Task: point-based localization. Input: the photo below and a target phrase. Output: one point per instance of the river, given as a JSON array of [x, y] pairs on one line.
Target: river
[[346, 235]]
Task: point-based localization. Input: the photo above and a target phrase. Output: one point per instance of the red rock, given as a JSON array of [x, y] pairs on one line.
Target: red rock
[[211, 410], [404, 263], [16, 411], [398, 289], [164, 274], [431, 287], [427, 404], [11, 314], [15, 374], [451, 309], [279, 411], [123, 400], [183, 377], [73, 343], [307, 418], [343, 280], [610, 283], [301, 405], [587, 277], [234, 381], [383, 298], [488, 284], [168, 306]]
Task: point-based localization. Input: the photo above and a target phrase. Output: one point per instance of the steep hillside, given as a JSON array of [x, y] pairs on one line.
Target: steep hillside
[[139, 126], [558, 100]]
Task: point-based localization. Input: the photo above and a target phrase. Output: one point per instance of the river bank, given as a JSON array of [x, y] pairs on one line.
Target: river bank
************
**Instructions for the task:** The lines to return run from the one containing "of the steep" through the last line of the material above. Please reproduce them exactly.

**Written solution:**
Task: point-based localization. Input: the photo above and a target phrase. Output: one point per instance of the steep hillside, given as a JSON array of [x, y] pairs on one line.
Target: steep hillside
[[139, 126], [558, 100]]
Task: point-based localization. Input: the photo above and a target phrase. Output: one point per instance of the river bank, given as a JSON array of [x, y] pairs on one line.
Target: river bank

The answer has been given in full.